Рабочее задание A:
Выпишите все фамилии, которые упоминаются во фрагменте о поэтических поколениях.
Рабочее задание B:
Продолжите фрагмент о поэтических поколениях с того места, на котором он заканчивается.

Фрагмент текста:
**********

– В литературном процессе одновременно участвуют и те, кто делает первые шаги в литературе, и те, кто работает с давних пор, и представители поколения, которого нет уже в живых, причем порою эти последние участвуют в процессе даже активнее, нежели те, кто сегодня физически существует. Да, есть некие черты, объединяющие людей одного поколения, – по преимуществу это черты биографические. Но в поэзии главное не сходство, а различие или «узнаваемость», как любил говорить Пушкин. Объединить легче, нежели выявить и объяснить особенности каждого, показать, чем же один отличается от другого. И поэтические поколения отличаются одно от другого, но в каждом мы обнаруживаем какие-то связи с предыдущими, образующие в конце концов традицию или школу. Так, при резко выраженных индивидуальных особенностях, к примеру, Ахмадулиной, поэта поколения 60-х, нетрудно обнаружить нечто роднящее ее, скажем, с Антокольским, поэтом довоенного поколения. Есть неуловимые черты, связи и нити, которые объединяют их куда в большей степени, нежели их товарищей по поколению. Если представить себе поколения в виде горизонталей, то основной счет идет по вертикалям, их пересекающим. Поэты во все времена, явившись как поколение, становятся по-настоящему поэтами не тогда, когда сошлись, а когда расходятся, обретая свое, несхожее, индивидуальное. Так было, к примеру, с поколением, лидером которого был Маяковский. Асеев и Кирсанов становились значительнее по мере того, как им удавалось вырваться из могучего поля притяжения Маяковского. Процессы притяжения и отталкивания идут почти параллельно, но, полагаю, отталкивание тут существеннее, нежели притяжение.

**********

Раздел данных:
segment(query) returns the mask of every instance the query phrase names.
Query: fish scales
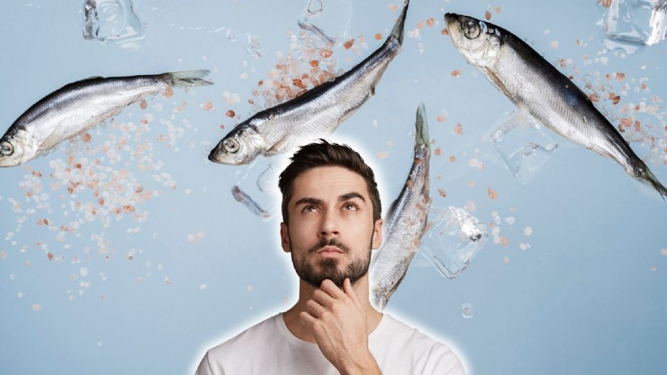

**********

Итоговый ответ A:
Пушкин, Ахмадулина, Антокольский, Маяковский, Асеев, Кирсанов.

Итоговый ответ B:
– По-разному складываются судьбы поэтов. Одни начинают сразу – ярко и талантливо, а дальнейшего развития не наступает. Другие раскрываются от книги к книге, вырастая в крупных поэтов. Но где истоки, с чего начинается поэт?
– Вот что писал по этому поводу замечательный ленинградский литературовед Владимир Орлов в своей книге о Блоке: «Настоящий поэт начинается, как только в нем встрепенется душа, и он обретает ту лирическую дерзость, которая позволит ему вырваться из плена запомнившихся с детства напевов и сотворить свою гармонию». Точнее не скажешь – вырваться из плена запомнившихся с детства мотивов и сотворить свою гармонию. К сожалению, вырваться дано немногим. У большинства различим лишь гул предыдущей поэзии, ее отзвук – идет эксплуатация ее обаяния. Только большие поэты способны сотворить свою гармонию, и все-таки желающий в поэзию войти должен стремиться к этому и хотя бы звук добавить к общей гармонии, к звучанию поэзии предыдущей.
– Но чтобы ощутить гармонию, необходимо обладать слухом, иначе то, что не совпадает со стереотипами восприятия, покажется дисгармонией. Достаточно вспомнить, что произошло после статьи «Сумбур вместо музыки».
– Если говорить о поэзии, то, к примеру, верлибр многим представляется и ныне нарушением, и даже разрушением гармонии, а, по сути, это и есть создание гармонии новой, которой до сих пор поэзия не знала. Если речь о поэте настоящем, любые формы свободного стиха у него подчинены определенным законам. Гармония в поэзии не есть непременно нечто гладкое и обкатанное, такое привычно знакомое, да еще чтобы рифмовалось привычно через строку. Мы уже миновали этап, когда литконсультанты писали молодым поэтам – здесь у вас нарушен ритм, здесь отсутствует мелодия. Полная чепуха, потому что ритм нарушить бывает не только можно, но и нужно, это дело поэта, это может быть его целью. Другой вопрос, если он делает это от неопытности, от неумения.
– Вы ставите знак равенства между новыми формами гармонии и новаторством. Но тогда в нашей беседе не может не возникнуть еще одно понятие – традиция. Что для вас традиция в поэзии, в частности пушкинская?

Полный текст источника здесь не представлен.